» **Text for analysis**

• • •

70 percent became 23 percent overnight.
That is not a model getting worse. That is a benchmark becoming honest.
OpenAI retired SWE-bench Verified this month. The reason: scores were inflated by training data contamination. Models were, in effect, learning the answers. When SWE-bench Pro replaced it, with harder problems that could not have been memorised from training data, frontier models dropped from 70-plus percent to around 23 percent on coding tasks.
A 47-point gap. That is not noise. That is the distance between what the industry was selling and what the industry was delivering.
There is a concept called Goodhart's Law. When a measure becomes a target, it ceases to be a good measure. It was originally an observation about economics. It has turned out to be almost perfectly predictive of how AI benchmarks behave.
I have been thinking about this a lot because I spend a meaningful part of my time either building AI tools or helping people evaluate them. The benchmark problem is not abstract for me. It is the specific moment when a vendor sends a deck with a 72 percent coding score and I have to decide what that number actually means.
What the collapse of SWE-bench tells me is that for the last two years, a significant portion of those numbers meant very little. Not because vendors were lying, exactly. Because everyone was measuring the thing that was easiest to measure, and calling it signal.

• • •

» **Data to examine**
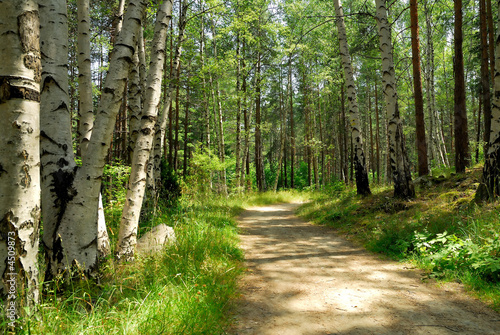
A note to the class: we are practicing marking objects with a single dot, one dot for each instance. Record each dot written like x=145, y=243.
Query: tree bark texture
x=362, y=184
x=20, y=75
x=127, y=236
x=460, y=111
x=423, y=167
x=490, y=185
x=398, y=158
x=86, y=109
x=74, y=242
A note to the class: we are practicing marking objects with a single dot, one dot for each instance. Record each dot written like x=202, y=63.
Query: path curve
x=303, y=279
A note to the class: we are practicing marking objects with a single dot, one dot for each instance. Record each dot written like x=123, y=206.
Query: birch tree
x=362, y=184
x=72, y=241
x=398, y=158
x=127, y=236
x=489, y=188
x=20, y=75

• • •

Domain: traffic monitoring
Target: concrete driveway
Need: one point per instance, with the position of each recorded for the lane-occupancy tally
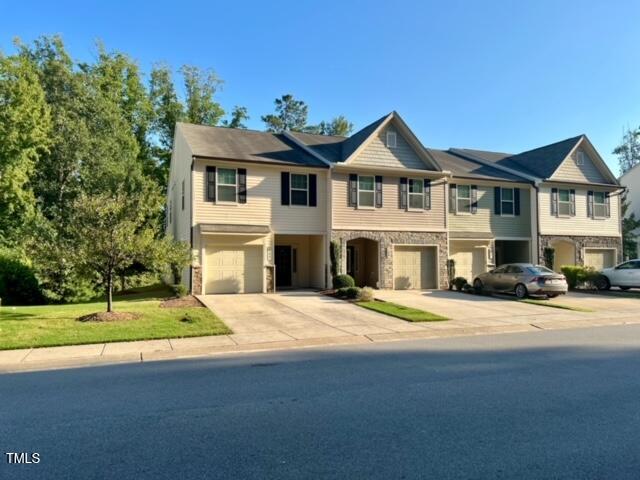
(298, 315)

• • •

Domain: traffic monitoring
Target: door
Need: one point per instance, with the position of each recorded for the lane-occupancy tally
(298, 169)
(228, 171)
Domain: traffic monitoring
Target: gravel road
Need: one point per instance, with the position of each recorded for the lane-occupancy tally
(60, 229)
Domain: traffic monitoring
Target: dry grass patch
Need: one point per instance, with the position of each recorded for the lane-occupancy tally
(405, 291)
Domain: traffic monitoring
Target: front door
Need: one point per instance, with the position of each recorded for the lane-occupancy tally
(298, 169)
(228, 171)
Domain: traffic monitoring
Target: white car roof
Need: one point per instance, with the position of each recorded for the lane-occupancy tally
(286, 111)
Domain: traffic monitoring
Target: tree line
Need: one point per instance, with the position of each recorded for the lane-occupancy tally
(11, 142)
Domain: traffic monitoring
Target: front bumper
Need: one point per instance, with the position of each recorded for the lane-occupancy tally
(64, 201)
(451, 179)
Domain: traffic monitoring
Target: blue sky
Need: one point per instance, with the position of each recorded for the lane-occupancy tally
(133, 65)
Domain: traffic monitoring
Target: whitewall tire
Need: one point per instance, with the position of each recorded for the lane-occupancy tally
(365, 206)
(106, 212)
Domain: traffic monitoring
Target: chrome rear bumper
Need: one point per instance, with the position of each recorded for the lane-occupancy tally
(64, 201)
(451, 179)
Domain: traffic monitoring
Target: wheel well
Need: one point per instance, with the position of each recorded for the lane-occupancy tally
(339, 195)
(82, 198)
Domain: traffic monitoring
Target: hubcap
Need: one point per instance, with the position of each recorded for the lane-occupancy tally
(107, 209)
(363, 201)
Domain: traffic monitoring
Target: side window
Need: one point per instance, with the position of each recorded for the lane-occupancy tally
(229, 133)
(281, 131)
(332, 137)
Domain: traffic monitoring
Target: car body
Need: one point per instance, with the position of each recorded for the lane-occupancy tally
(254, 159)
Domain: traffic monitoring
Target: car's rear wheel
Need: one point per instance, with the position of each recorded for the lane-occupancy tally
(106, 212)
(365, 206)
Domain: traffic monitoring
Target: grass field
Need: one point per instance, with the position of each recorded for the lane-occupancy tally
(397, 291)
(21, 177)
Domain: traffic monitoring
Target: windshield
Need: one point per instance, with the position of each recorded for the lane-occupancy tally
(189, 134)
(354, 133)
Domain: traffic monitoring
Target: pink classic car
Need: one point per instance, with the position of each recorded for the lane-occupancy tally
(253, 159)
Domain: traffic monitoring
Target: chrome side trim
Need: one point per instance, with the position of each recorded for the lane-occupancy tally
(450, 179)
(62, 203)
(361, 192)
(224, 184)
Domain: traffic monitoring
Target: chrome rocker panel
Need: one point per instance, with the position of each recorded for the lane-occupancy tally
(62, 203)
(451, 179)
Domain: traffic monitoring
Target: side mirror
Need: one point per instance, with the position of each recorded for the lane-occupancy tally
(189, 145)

• • •

» **To do**
(a) From the piece on SWE-bench above, output the text from "70 percent became" up to and including "AI benchmarks behave.".
(b) List every sentence in the piece on SWE-bench that begins with the words "That is".

» **Exercise answers**
(a)
70 percent became 23 percent overnight.
That is not a model getting worse. That is a benchmark becoming honest.
OpenAI retired SWE-bench Verified this month. The reason: scores were inflated by training data contamination. Models were, in effect, learning the answers. When SWE-bench Pro replaced it, with harder problems that could not have been memorised from training data, frontier models dropped from 70-plus percent to around 23 percent on coding tasks.
A 47-point gap. That is not noise. That is the distance between what the industry was selling and what the industry was delivering.
There is a concept called Goodhart's Law. When a measure becomes a target, it ceases to be a good measure. It was originally an observation about economics. It has turned out to be almost perfectly predictive of how AI benchmarks behave.

(b)
- That is not a model getting worse.
- That is a benchmark becoming honest.
- That is not noise.
- That is the distance between what the industry was selling and what the industry was delivering.